[Study questions]
(1) In the article on Synthes suing Emerge Medical, in what month and year did Synthes file its lawsuit against John Marotta and other former employees?
(2) Extend the article on the Synthes lawsuit against Emerge Medical, beginning directly after its final sentence.

[Extract provided]
++++++++++++++++++++

1st Battle in the coming Generic Implant wars – Synthes is trying to shut down Emerge Medicals Generic Trauma Implant business

Former Synthes sales rep counter-sues in generic ortho devices battle (Mass Device)

Former Synthes sales rep turned Emerge Medical CEO John Marotta filed a countersuit against the med-tech giant’s claims that Marotta and others violated their non-compete agreements in selling cheaper “generic” versions of orthopedic screws and drill bits.

Former Synthes Inc. sales rep John Marotta fought back against his erstwhile employer, lodging a counterclaim alleging antitrust violations and claiming that the device giant is using litigation to crush competitors.

Marotta mans the corner office at Emerge Medical Inc., a Denver, Colo.-based orthopedic device maker that offers generic components like surgical screws and drill bits at lower prices.

Marotta is part of a growing interest in generic medical devices, a market that may play a role in increasing already-heavy pricing pressure on the device industry.

“The payers are moving in our direction,” Marotta told thePhiladelphia Inquirer. “If you have a $6,000 total knee replacement and a $3,000 total knee replacement that is substantially equivalent, with the same clinical outcome, the market will choose the $3,000 knee. Hospitals, surgeons, and device companies are all competing for dollars as it moves in this direction.”

Marotta resigned from his role at Synthes in April 2010, having incorporated Emerge Medical as a Colorado business in January 2010.

Synthes filed a lawsuit in March 2011 against Marotta and a clutch of other former employees who followed him to launch Emerge on the grounds that they violated non-compete agreements, attempted to steal Synthes customers and illegally used proprietary information.

++++++++++++++++++++

[Source information]
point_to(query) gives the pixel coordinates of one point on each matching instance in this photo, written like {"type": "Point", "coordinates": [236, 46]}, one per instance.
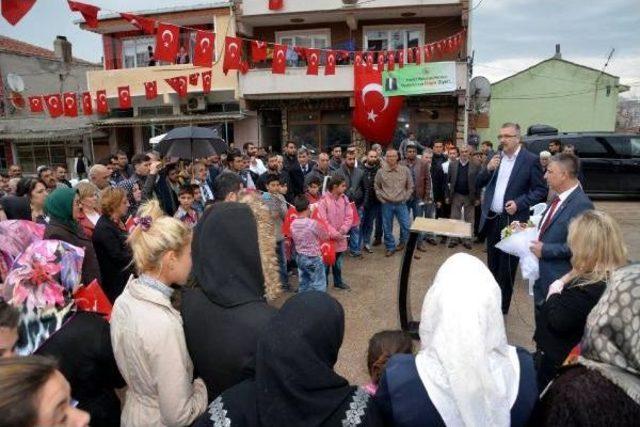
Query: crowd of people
{"type": "Point", "coordinates": [190, 257]}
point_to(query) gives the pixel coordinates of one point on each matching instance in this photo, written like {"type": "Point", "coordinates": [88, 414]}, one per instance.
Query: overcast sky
{"type": "Point", "coordinates": [507, 35]}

++++++++++++++++++++

[Responses to the exercise]
(1) March 2011.

(2)
“With an MBA paid for by Synthes freshly under his belt, Marotta resigned effective April 15, 2010, lying to Synthes by stating that he would be joining a non-competitor,” according to Synthes’ legal complaint. “Marotta’s and Emerge’s conduct as a whole is the epitome of unfair competition. But most importantly, however, Marotta developed and is marketing products and a company, Emerge, that lawfully belongs to Synthes.”

Marotta launched a counter-suit this week, claiming that Synthes has violated antitrust statutes, used its legal weight to limit competition and has sent Emerge’s customers letters containing misleading information in attempt to drive them back to Synthes.

“They are sending letters to our customers that are misleading and harmful,” Marotta told the newspaper. “Synthes is trying to eliminate a company thats purpose is to provide a cost-effective product to the American public. In my opinion, they use litigation, especially employment litigation, to deter competition in the marketplace.”

Synthes is currently in the midst of a $21.3 billion buyout by Johnson & Johnson (NYSE:JNJ), awaiting only approval from the European authorities to run with the deal.

Health care titan J&J recently inked a binding deal to sell the global trauma unit of subsidiary subsidiary DePuy Orthopedics to Biomet Inc., a move that may help appease Eurozone regulators, who voiced concerns that the high-profile merger may decrease competition in the med-tech industry.